**Task directions**
Set down each of the records below exactly as it reads. No pictures go into the copy.

[Entries provided — start]

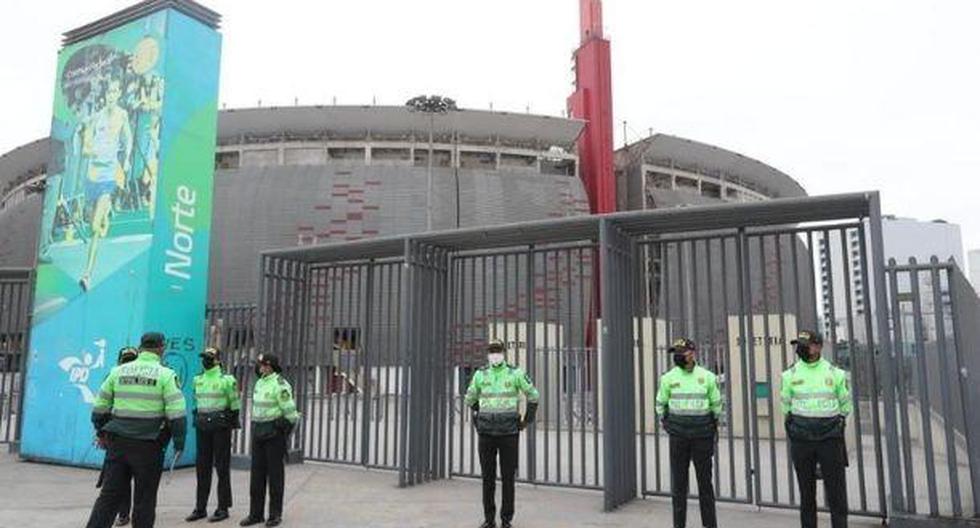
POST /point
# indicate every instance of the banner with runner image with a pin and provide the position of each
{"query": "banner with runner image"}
(125, 227)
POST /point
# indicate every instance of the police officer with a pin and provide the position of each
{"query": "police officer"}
(126, 354)
(274, 416)
(215, 415)
(689, 404)
(138, 407)
(494, 396)
(816, 401)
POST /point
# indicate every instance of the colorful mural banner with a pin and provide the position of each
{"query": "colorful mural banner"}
(126, 220)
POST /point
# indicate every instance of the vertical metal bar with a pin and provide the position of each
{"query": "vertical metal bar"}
(956, 295)
(454, 363)
(728, 368)
(881, 302)
(814, 252)
(940, 321)
(569, 366)
(783, 363)
(925, 406)
(584, 359)
(902, 393)
(641, 353)
(872, 368)
(829, 297)
(530, 338)
(547, 367)
(767, 349)
(682, 291)
(407, 311)
(594, 371)
(853, 366)
(334, 368)
(709, 287)
(743, 263)
(399, 269)
(366, 363)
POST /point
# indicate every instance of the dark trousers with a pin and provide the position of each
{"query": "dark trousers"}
(139, 460)
(268, 467)
(507, 447)
(682, 452)
(213, 452)
(831, 457)
(127, 498)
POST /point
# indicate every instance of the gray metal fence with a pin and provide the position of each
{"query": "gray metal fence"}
(16, 295)
(383, 335)
(231, 328)
(934, 316)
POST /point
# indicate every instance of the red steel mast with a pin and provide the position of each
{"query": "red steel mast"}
(592, 102)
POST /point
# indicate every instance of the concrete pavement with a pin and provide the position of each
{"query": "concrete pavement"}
(38, 495)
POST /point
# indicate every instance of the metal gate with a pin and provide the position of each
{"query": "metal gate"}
(231, 328)
(742, 294)
(933, 444)
(382, 336)
(16, 295)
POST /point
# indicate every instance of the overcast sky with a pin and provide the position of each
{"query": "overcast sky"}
(843, 95)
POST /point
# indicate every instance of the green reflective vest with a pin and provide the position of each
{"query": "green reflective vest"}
(138, 397)
(272, 399)
(689, 401)
(497, 390)
(215, 394)
(814, 397)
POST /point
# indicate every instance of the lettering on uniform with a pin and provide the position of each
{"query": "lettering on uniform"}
(137, 380)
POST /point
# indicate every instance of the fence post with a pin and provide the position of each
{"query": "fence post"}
(885, 343)
(616, 252)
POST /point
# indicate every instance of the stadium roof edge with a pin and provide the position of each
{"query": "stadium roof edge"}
(574, 229)
(190, 8)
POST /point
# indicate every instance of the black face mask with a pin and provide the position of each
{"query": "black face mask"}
(680, 360)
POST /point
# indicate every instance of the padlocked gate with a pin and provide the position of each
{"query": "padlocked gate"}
(381, 337)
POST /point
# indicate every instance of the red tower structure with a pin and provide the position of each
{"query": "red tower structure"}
(592, 102)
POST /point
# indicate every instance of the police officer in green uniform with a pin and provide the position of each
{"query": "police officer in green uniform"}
(126, 354)
(274, 416)
(816, 401)
(138, 407)
(215, 415)
(494, 396)
(689, 405)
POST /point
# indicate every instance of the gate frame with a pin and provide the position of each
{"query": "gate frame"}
(617, 235)
(24, 277)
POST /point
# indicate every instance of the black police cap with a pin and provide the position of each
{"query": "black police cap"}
(152, 341)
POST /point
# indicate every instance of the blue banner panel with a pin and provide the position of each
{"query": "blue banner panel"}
(126, 221)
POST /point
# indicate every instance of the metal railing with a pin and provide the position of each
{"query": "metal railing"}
(585, 305)
(934, 316)
(16, 296)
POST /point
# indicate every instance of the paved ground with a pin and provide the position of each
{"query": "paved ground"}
(37, 495)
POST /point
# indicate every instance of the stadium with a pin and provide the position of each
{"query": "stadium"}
(305, 175)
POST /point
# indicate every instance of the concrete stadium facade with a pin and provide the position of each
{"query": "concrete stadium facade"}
(287, 176)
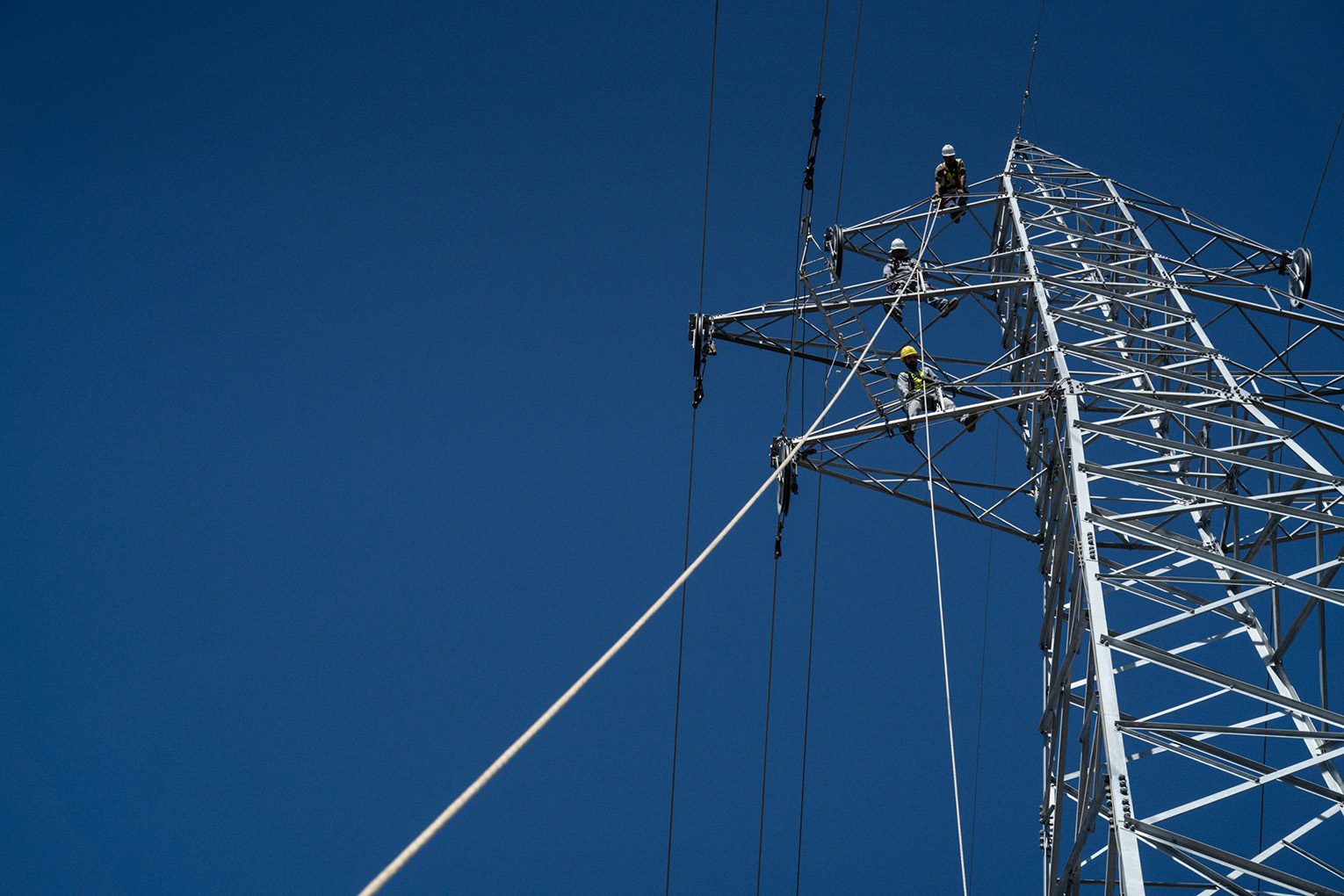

[Entries provided — finish]

**Result of this exercise**
POST /point
# indicate every instance of the banner with runner image with a pin and provide the position of each
{"query": "banner with runner image"}
(125, 227)
POST /point
# indicate every instance of the police officer with a pin and provide the position of each
{"query": "police officer"}
(126, 354)
(274, 416)
(215, 415)
(689, 404)
(138, 407)
(494, 396)
(816, 401)
POST /point
# indicate every instance of the colorful mural banner with a pin and provide the position of each
{"query": "colorful mural banner"}
(126, 220)
POST /point
# indicate every instance of the vertical metal bar with a pin and provide the position of each
{"query": "vertical metal bar"}
(956, 295)
(454, 363)
(728, 368)
(881, 302)
(814, 252)
(940, 321)
(569, 366)
(783, 363)
(925, 406)
(584, 359)
(902, 393)
(641, 353)
(872, 368)
(829, 297)
(530, 338)
(547, 367)
(767, 349)
(682, 291)
(407, 311)
(594, 371)
(853, 366)
(334, 368)
(709, 287)
(743, 263)
(399, 269)
(366, 363)
POST /point
# indicate every instance of the dark trousers with a pin and provide the position of each
{"query": "dark trousers"}
(139, 460)
(268, 467)
(507, 447)
(682, 452)
(213, 452)
(831, 457)
(127, 498)
POST /point
# indicate every instance of the gray metal fence with a pin and provide the position of each
{"query": "gray metal fence"}
(16, 295)
(383, 335)
(231, 328)
(934, 316)
POST /point
# indicate every instance of the red steel mast with a pin and provide the position of each
{"query": "red steel mast"}
(592, 102)
POST /point
# indicate every instance of the concrete pavement with a pin and provide the position of each
{"query": "concrete pavement"}
(38, 495)
POST /point
# indicate every instance of the metal gate with a pin and provide the position of each
{"query": "metal gate"}
(231, 328)
(742, 294)
(933, 444)
(382, 336)
(16, 295)
POST /point
# indicate every instance of the overcast sky with a pin and provide the position of each
{"query": "overcast sky"}
(843, 95)
POST /point
# indicate every instance of the green reflective vest with a pin and provide the position of each
{"query": "green reflective vest"}
(138, 397)
(272, 399)
(689, 401)
(497, 390)
(215, 394)
(814, 397)
POST /point
# indicate every instance of the lettering on uniform with a pin and provide the position of each
{"query": "lettering on uniform"}
(137, 380)
POST /point
# indicate every instance of the fence post with a pin and provide the position of each
{"query": "fence post"}
(885, 343)
(616, 252)
POST /point
# indicate every instance of the stadium roof edge with a pin and provide the position of each
{"query": "stadium roof edge"}
(574, 229)
(190, 8)
POST /point
# indicate every instance of the black face mask with a pin and provide the position of each
{"query": "black face mask"}
(680, 360)
POST /point
# indicate every instance of the padlocked gate with a pin and provide the position of each
{"query": "padlocked gate"}
(381, 337)
POST /point
# indicate every instance of the red tower structure with a pin and provide the position of each
{"query": "red tower structure"}
(592, 102)
POST /point
# indicate every instance of the police officer in green uniform with a pin and provide the position of each
{"query": "police officer in green uniform"}
(126, 354)
(274, 416)
(816, 401)
(138, 407)
(215, 415)
(494, 396)
(689, 405)
POST /point
# indicate every instance of the gate frame with a pin and provide the position of each
{"query": "gate frame"}
(617, 235)
(24, 277)
POST /point
# indicate every instance of the black police cap with a pin and provide the position of each
{"query": "black police cap"}
(152, 341)
POST /point
# indicate every instance of the blue banner panel with a pin and provide the position of each
{"query": "blue banner panel"}
(126, 221)
POST /point
# indicate every instance of the metal railing with a pin and provide the position of each
{"query": "metal railing"}
(585, 305)
(934, 316)
(16, 296)
POST /point
# indicate every instance of the paved ground with a pin and provide the position of each
{"query": "paved ground"}
(37, 495)
POST /point
# indicate every instance of the stadium with a pin and provide the position of each
{"query": "stadium"}
(305, 175)
POST /point
# indicate every instance of the concrete stadium facade with a pin and provide the position of each
{"query": "concrete stadium facade"}
(287, 176)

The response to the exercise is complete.